::: Records

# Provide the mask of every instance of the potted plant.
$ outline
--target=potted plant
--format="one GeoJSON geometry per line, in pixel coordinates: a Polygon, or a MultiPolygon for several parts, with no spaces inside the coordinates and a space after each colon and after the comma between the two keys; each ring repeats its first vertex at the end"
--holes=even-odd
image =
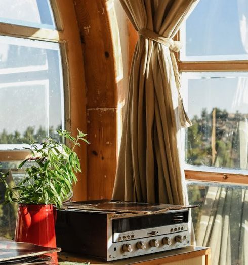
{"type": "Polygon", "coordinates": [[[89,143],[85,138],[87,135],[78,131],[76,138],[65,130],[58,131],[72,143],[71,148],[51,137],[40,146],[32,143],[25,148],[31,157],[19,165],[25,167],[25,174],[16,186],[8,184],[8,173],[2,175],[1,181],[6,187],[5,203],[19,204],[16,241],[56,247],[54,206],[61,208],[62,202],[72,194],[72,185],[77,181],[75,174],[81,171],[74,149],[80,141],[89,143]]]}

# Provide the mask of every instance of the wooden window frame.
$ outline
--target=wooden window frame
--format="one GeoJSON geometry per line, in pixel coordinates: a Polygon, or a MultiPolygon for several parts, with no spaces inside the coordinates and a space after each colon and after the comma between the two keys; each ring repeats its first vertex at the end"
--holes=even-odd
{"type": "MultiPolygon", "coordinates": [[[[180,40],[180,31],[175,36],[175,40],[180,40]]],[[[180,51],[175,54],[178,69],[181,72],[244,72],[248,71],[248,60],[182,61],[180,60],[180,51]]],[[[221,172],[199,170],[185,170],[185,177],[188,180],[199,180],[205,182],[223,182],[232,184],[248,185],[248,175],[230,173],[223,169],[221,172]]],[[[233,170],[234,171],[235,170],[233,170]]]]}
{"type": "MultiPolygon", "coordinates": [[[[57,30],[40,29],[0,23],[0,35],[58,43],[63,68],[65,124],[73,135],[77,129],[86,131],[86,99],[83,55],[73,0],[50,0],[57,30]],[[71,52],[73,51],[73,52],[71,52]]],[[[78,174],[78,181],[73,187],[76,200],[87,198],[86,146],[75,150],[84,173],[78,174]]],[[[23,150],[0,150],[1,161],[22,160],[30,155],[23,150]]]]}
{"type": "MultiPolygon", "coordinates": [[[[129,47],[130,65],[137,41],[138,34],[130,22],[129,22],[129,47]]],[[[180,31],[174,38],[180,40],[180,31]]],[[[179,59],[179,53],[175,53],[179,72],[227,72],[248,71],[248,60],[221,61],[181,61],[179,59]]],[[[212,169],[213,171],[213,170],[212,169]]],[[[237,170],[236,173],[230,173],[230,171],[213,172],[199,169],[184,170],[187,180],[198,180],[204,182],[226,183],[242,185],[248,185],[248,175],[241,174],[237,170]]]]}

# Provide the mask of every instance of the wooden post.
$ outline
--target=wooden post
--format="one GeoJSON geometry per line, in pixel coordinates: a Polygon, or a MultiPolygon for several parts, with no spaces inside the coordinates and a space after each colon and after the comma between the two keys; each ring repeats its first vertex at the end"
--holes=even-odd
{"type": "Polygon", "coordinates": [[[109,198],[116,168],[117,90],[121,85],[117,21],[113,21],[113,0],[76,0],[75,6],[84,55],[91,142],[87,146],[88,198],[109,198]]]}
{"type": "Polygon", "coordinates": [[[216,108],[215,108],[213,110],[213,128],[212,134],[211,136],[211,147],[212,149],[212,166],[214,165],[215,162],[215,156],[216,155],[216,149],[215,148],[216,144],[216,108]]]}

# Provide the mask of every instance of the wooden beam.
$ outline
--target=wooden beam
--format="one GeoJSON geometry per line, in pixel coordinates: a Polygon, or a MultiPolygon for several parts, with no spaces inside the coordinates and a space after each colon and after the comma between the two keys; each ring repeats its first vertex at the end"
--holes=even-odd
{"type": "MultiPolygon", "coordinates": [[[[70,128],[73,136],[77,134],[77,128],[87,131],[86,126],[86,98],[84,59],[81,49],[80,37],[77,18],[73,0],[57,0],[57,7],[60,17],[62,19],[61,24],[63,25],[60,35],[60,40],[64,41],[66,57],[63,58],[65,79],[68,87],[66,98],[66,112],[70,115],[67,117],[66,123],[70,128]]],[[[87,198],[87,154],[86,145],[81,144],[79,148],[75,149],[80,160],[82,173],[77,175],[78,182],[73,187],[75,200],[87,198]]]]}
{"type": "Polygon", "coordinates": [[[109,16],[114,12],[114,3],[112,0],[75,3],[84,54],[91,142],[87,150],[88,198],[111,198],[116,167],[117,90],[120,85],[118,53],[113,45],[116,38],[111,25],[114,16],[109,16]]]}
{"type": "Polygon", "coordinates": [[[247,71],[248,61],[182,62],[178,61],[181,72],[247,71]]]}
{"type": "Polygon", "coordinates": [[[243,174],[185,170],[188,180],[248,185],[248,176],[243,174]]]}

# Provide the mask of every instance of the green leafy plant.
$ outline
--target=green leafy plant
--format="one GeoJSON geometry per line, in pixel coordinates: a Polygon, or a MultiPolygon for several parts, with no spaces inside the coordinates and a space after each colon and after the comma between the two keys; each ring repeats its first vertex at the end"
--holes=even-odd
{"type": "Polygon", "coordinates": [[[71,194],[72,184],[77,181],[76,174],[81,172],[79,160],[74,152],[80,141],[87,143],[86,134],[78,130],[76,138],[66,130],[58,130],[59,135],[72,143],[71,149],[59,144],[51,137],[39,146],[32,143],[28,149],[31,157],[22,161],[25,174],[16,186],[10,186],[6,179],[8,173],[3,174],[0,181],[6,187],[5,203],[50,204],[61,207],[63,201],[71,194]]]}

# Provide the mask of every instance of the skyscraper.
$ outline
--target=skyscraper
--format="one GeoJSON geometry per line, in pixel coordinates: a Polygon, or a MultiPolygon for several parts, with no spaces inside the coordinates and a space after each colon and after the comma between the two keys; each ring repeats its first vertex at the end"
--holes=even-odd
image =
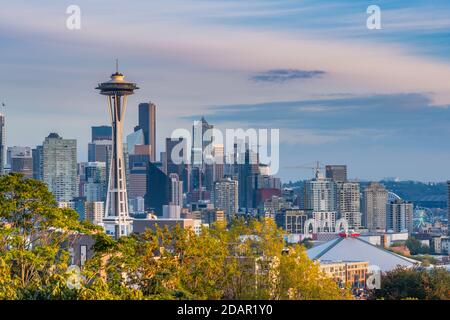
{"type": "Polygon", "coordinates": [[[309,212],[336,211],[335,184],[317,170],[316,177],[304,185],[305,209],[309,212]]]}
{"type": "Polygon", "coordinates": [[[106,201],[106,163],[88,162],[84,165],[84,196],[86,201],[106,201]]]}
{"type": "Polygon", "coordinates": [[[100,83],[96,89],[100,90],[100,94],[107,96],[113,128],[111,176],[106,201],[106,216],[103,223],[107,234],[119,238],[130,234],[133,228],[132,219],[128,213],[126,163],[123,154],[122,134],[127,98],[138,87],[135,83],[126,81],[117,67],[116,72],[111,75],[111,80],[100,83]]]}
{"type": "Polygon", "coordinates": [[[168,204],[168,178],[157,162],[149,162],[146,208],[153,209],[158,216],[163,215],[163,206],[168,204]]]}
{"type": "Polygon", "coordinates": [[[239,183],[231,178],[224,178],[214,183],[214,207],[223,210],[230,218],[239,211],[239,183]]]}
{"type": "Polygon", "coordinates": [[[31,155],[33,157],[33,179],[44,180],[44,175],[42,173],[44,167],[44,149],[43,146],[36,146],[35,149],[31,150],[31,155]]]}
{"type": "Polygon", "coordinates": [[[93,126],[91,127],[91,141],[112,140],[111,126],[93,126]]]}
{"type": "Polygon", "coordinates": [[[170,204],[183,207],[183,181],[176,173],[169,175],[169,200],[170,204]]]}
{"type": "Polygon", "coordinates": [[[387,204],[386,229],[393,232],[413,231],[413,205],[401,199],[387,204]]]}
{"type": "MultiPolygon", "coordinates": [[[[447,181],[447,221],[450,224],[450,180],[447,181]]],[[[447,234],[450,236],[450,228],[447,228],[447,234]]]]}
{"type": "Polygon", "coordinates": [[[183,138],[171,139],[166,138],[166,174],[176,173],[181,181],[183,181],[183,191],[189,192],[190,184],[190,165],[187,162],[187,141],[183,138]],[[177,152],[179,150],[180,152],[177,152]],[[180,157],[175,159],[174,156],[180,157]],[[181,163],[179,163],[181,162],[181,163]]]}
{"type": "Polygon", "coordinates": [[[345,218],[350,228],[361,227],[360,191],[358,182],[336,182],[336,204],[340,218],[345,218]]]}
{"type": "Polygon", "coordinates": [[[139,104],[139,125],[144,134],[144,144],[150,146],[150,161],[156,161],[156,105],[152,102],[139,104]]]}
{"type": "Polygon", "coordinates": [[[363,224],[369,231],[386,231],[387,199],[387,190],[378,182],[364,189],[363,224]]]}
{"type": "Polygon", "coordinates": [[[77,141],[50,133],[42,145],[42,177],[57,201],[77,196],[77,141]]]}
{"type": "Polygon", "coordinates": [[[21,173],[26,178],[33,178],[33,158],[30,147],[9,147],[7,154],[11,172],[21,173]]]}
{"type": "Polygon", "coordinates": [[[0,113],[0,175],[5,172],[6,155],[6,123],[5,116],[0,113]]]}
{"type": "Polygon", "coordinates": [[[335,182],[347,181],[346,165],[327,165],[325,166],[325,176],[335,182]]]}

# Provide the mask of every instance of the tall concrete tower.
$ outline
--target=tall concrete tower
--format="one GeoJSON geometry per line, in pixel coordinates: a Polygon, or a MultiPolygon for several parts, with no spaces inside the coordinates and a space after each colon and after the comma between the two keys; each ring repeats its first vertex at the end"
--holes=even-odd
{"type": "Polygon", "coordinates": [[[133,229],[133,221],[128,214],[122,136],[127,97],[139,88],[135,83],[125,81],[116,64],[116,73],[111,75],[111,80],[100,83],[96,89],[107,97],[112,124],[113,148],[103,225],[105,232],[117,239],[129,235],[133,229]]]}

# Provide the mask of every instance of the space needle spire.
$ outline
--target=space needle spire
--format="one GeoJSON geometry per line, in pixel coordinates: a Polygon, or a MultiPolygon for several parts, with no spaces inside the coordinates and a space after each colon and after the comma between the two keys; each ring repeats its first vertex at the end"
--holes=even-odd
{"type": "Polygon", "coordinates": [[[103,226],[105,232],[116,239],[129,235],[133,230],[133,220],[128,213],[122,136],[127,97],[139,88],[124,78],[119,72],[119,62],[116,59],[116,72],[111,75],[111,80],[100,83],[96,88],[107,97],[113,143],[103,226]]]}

::::::

Your task:
Convert everything above, from the line containing "# Provide the mask of every instance of the space" down to the last of the entries, into a two-column CSV with the headers input and output. Give one row per entry, putting its text and its answer each in a single quoted field with line breaks replaced by spaces.

Solved problem:
input,output
"# Provide the mask of every instance of the space needle spire. $ outline --target=space needle spire --format=""one GeoJSON geometry per line, in pixel coordinates: a Polygon, or a MultiPolygon for several parts, with no spaces inside the coordinates and a space after each colon and after the comma between the two keys; each ring repeats its first vertex at the end"" --holes=even-odd","{""type"": ""Polygon"", ""coordinates"": [[[103,226],[105,232],[116,239],[129,235],[133,230],[133,220],[128,213],[122,136],[127,97],[139,88],[124,78],[119,72],[119,62],[116,59],[116,72],[111,75],[111,80],[100,83],[96,88],[107,97],[113,143],[103,226]]]}"